> **What you have to do**: Extract from the entries below, exactly as given, only the lines from the line containing "the green stem" to the line containing "the hat with", both lines included.

> **Records supplied**:
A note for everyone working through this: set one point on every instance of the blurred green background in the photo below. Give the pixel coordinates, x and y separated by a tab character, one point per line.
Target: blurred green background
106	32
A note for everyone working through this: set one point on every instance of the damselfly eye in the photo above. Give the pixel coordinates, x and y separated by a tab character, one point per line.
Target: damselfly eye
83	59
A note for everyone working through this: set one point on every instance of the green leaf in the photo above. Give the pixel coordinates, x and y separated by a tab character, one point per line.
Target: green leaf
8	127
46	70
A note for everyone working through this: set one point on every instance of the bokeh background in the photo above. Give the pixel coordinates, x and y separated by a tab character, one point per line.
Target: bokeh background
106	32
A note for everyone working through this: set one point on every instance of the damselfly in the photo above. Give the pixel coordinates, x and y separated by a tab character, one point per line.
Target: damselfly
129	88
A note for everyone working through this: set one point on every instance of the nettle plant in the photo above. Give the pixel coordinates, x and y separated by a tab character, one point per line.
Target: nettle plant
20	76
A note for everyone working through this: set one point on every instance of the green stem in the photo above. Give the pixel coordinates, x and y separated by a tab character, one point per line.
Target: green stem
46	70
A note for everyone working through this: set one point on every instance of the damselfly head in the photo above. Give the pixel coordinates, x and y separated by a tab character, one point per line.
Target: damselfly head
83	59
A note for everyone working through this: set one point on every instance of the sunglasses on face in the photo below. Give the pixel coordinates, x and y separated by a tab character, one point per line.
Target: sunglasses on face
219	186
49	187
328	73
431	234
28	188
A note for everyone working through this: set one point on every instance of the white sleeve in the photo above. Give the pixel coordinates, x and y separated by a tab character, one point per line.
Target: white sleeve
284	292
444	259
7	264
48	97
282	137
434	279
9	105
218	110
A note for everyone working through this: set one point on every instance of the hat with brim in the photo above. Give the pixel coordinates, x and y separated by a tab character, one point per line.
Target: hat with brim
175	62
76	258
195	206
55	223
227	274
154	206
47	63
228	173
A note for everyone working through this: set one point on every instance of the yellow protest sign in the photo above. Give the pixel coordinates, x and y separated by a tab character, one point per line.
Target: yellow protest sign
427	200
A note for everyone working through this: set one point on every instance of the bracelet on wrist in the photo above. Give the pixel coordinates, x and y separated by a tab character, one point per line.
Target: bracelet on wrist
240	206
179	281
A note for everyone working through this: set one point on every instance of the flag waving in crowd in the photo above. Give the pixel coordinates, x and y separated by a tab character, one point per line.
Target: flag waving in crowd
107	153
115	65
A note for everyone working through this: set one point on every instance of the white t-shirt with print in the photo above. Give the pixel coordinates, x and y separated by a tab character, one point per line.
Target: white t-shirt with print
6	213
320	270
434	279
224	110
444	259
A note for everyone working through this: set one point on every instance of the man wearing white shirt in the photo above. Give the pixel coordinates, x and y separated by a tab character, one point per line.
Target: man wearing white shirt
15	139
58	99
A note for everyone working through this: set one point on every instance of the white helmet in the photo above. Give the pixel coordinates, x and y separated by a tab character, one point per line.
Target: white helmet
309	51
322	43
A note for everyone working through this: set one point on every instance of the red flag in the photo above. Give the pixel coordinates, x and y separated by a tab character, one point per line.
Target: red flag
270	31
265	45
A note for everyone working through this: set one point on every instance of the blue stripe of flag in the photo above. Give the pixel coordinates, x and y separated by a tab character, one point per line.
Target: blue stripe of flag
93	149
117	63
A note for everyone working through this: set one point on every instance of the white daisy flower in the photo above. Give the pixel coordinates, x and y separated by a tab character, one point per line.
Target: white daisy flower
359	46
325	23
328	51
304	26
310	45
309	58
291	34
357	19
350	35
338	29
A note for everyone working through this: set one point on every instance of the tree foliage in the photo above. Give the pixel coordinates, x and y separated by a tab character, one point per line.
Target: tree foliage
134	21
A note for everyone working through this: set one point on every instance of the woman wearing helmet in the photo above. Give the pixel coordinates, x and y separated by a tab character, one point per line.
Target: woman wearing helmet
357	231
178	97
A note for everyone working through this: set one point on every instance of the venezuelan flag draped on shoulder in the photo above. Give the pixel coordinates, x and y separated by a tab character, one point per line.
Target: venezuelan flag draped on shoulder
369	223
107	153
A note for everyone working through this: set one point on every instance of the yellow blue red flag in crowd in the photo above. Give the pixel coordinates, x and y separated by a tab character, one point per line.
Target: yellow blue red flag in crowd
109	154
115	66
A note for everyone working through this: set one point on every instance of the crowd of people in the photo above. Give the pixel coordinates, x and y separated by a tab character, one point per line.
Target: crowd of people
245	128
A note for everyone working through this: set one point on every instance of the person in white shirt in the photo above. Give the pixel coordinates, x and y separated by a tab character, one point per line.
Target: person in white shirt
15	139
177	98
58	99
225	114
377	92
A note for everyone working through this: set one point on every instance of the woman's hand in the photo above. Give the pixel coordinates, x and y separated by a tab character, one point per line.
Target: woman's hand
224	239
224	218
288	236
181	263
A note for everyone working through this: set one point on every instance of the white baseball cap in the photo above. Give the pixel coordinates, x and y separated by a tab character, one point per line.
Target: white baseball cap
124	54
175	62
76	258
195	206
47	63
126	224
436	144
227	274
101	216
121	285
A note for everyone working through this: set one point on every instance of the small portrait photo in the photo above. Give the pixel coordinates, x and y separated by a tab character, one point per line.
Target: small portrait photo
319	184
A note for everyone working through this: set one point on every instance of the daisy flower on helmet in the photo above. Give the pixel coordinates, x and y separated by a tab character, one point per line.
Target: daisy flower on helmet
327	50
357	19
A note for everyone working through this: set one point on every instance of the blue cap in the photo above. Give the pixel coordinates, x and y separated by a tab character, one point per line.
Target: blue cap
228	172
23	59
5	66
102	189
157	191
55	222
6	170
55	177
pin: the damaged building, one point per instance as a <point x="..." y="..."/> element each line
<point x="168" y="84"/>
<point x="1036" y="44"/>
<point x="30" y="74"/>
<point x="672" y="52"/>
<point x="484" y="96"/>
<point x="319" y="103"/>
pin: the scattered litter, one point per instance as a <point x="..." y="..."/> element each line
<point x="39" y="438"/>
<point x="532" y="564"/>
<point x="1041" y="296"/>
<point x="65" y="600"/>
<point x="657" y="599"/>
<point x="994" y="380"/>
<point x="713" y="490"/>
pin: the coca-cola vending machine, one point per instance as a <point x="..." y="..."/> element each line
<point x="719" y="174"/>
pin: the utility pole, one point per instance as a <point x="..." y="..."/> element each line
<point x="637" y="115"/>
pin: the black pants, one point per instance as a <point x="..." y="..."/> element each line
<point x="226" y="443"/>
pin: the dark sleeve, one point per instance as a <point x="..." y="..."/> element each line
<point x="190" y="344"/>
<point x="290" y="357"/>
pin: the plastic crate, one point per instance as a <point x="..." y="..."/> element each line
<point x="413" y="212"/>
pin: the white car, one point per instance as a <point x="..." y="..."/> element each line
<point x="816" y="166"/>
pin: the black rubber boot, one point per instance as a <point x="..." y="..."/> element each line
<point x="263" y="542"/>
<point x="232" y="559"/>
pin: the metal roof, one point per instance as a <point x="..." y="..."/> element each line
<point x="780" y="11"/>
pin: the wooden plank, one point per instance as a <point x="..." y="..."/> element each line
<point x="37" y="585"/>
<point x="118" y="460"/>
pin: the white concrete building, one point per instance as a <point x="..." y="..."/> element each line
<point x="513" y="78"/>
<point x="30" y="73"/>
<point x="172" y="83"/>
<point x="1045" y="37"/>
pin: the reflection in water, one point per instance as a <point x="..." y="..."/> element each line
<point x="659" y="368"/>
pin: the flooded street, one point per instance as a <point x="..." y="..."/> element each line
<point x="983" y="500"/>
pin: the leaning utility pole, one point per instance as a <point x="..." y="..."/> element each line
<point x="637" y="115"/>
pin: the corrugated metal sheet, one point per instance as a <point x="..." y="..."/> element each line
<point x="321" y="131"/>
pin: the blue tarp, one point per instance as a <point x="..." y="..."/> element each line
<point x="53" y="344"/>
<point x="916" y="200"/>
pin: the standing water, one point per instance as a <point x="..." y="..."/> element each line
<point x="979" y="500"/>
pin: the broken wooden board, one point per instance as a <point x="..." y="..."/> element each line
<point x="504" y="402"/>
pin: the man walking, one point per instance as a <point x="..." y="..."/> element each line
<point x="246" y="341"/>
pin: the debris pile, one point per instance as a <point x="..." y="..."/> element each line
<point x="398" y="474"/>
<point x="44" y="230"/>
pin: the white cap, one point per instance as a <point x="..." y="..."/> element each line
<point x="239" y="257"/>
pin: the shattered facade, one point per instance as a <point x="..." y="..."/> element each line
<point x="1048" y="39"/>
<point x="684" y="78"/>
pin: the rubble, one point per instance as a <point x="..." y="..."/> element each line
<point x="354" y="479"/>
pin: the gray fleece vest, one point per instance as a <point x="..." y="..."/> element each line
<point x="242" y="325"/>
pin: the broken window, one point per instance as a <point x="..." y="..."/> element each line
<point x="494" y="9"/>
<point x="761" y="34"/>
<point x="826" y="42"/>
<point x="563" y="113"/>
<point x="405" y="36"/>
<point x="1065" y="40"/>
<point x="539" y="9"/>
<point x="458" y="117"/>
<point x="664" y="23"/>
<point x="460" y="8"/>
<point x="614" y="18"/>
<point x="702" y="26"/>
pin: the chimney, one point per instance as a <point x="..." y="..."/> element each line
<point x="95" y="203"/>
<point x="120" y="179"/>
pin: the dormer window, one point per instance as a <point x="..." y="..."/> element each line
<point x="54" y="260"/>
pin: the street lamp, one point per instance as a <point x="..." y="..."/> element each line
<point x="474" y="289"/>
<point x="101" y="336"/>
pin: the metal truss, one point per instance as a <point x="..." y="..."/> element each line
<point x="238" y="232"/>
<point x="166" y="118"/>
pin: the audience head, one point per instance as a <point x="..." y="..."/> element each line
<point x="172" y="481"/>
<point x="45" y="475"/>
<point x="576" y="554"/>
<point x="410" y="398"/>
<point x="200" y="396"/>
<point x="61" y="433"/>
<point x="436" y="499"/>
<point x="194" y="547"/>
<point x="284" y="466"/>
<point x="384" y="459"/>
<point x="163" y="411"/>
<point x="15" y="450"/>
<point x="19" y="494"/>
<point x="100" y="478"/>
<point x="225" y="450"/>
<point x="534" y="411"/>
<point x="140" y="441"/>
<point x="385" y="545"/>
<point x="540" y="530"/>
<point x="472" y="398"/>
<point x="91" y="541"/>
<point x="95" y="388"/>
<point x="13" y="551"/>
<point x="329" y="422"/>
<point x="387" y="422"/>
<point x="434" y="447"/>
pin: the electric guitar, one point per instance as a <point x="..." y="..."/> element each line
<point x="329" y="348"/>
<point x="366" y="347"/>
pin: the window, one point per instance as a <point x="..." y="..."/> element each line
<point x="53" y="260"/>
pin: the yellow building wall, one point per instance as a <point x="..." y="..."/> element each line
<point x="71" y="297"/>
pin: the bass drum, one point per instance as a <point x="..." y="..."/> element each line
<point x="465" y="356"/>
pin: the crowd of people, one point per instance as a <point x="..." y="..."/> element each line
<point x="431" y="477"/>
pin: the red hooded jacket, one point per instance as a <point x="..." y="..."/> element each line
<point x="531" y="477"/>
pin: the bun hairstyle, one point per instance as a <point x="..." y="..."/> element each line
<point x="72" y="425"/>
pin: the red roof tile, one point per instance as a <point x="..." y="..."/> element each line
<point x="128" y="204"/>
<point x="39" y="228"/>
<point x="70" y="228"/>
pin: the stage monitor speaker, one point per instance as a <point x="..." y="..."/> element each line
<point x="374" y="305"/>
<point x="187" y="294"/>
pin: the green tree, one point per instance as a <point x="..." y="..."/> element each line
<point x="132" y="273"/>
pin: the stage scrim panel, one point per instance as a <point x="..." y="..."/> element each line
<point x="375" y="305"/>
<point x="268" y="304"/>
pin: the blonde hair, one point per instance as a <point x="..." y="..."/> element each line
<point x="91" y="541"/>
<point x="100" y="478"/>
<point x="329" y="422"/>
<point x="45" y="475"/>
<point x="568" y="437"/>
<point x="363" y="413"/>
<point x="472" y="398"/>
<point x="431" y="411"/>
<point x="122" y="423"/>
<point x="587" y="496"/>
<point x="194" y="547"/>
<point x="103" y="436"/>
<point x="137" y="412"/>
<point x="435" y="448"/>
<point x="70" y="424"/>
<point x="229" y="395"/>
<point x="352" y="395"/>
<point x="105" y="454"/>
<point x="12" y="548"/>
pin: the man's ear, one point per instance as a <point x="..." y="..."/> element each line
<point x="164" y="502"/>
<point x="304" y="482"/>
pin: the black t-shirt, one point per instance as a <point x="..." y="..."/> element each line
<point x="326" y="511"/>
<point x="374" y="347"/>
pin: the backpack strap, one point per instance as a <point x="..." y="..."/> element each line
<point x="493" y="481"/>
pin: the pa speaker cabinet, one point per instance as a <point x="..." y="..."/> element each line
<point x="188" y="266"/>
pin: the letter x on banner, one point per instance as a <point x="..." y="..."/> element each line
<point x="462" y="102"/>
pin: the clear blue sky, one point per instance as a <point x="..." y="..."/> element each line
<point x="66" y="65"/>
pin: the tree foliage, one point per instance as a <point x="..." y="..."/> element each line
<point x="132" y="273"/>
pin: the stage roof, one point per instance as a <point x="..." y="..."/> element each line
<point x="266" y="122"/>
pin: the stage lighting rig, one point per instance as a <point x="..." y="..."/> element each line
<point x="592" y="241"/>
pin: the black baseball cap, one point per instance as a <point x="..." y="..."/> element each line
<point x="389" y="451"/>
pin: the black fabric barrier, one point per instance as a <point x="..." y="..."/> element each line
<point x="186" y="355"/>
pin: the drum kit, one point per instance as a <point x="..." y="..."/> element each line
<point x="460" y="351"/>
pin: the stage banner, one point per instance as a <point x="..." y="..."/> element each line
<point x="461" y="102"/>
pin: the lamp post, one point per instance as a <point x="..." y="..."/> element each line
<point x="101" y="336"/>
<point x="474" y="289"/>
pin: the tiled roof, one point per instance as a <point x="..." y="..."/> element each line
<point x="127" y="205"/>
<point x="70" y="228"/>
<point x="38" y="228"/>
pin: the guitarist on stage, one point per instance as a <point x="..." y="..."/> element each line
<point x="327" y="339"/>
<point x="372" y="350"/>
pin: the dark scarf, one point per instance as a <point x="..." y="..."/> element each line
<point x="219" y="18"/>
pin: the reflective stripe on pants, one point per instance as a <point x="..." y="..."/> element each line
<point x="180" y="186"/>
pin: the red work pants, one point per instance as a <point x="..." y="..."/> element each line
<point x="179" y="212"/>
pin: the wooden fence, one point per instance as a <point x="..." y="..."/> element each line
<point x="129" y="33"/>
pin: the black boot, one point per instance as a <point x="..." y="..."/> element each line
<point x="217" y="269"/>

> **Response for this exercise**:
A note for everyone working through this: set one point on every instance of the green stem in the photo above. Give the pixel coordinates, x and y separated by a tab character, one point per line.
Target: green stem
46	70
A note for everyone working through this: set one point on every instance of the damselfly head in the photo above. Give the pixel coordinates, x and y separated by a tab character, one point per line.
Target: damselfly head
83	59
A note for everyone working through this: set one point on every instance of the sunglasses on face in the photo below. Give the pixel coordinates, x and y separated by a tab character, one point per line.
Target: sunglasses on face
219	186
49	187
328	73
431	234
28	188
A note for everyone working through this: set one point on every instance of the white sleeve in the photo above. Give the pixel coordinates, x and y separated by a tab character, one point per line.
Target: white sleeve
284	292
444	259
7	264
48	97
282	137
434	279
9	105
218	110
A note for everyone working through this: set one point on every instance of the hat with brim in the photo above. Give the pixel coordinates, x and y separated by a tab character, one point per line.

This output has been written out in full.